§ PAGE EXTRACT:
* * * * *

Years ago for my 51st induction, I inducted my first foray into The Asylum with the Transformers mockbuster Transmorphers. With the 50th induction being the godawful Zarkorr: The Invader, it didn’t help my first induction into Asylum was the godawful Transmorphers. If it wasn’t for the fact that I took time off at induction 49 for personal and computer issues happening all at once, you would think having two of the worst movies I’ve ever inducted be back to back mean I would take time off.

And of course, it didn’t help that it was directed by the egotistical Leigh Scott who said the only reason his movies had issues was because of Asylum screwing things up (which was bogus because his first movie after his Asylum deal was up was the terrible Flu Birds where the monsters weren’t really birds). Transmorphers also had an actress that wrote her own IMDB bio that wasn’t humble at all (since then someone else has written the bio so I think even she realized that writing your own bio wasn’t a good idea).

So now we go into the sequel that is actually a prequel in Transmorphers: Fall of Man, which was actually the first film that The Asylum put out on Blu-Ray. And unlike the first one that had no names in it, this one has Bruce Boxleitner (Tron in “Tron” & Captain James Sheridan in “Babylon 5”) and Jennifer Rubin (Taryn in “Nightmare On Elm Street 3” & Jessica Hansen in “Screamers”). We also have several people who were in previous inductions like Russ Kingston (who was in Mega Shark vs. Giant Octopus), Jay Beyers (who was also in Mega Shark vs. Giant Octopus), Dana DiMatteo (also was in Mega Shark vs. Giant Octopus), and Dean Kreyling (who was in you guessed it, Mega Shark vs. Giant Octopus).

And with all that out of the way, let’s get to Transmorphers: Fall of Man

We immediately start with our title.

Asylum Isn’t Wasting Any Time With This Film

We then get an sky-view of Los Angeles, which is funny as the film will be taking place outside of LA. We then get a narration about how the early attacks came to a surprise to us all. Well, all except for the political people in power as apparently they knew what we know now in that the machines were already here.

Then we go to a woman speeding on her cell phone and being a complete lunatic on the road.


This woman is talking on the phone with her boyfriend or soon to be ex-boyfriend as the call is not a good one with her yelling at him. She swerves all over the road and she makes it known she wants him out of her house when she gets home. She also threatens to burn his guitar if she sees it still there. As she’s being like this, she passes by a police officer in Hadley Ryan.

* * * * *

§ DATA SECTION:
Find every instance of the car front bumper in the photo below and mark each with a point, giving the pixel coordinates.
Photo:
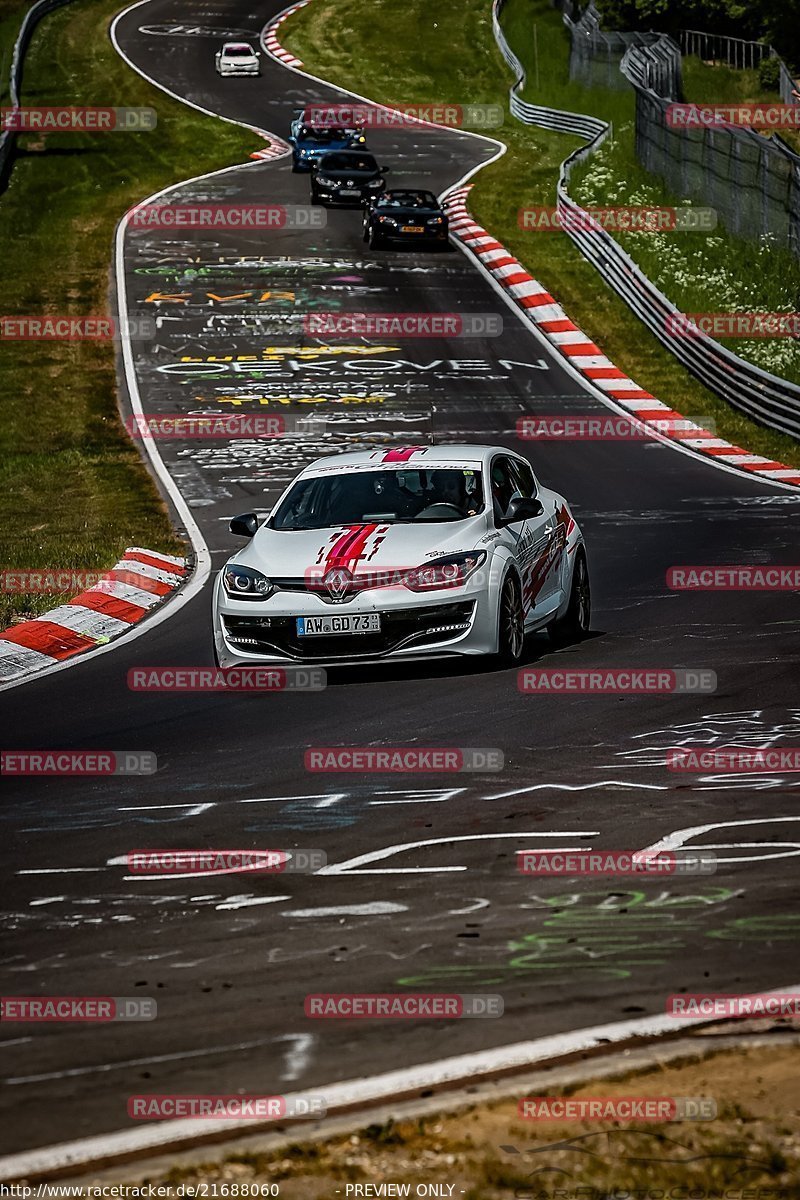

* * * * *

§ EXERCISE DESCRIPTION:
Could you carry the Transmorphers: Fall of Man review forward from its final sentence? The material comes from a different source than the text.

§ THE RESPONSE:
The woman on the phone sees the cop and is upset because she is going to get a ticket and blames the guy. Of course, we then hear from her that the other guy on the line is laughing, because of course he is….he isn’t the one driving while on her cell phone being a complete idiot. Look, cops normally don’t see you on your cell phone and go after you, you have to be doing some other crap before they pull you over like speeding or in this bitch’s case, swerving in between lanes like a drunk person. She gets off the phone and pulls over.

Of course, this cop makes it clear he was pulling her over for her use of cell phone, asking if she knows there is a new California law that outlaws driving while on your cell phone. She says she was going to get a Bluetooth as they speak. He says that she is probably on her way to Los Angeles as well, which she confirms. She then asks if this is a quota thing about giving her a ticket, which if you bring that up to most cops, they will see that as backtalking them and they will give you that ticket. But Hadley seems to be unreasonably nice to this crazy woman and just gives her a warning.

And as she leaves, she goes right on her goddamn cell phone as if she didn’t learn a thing.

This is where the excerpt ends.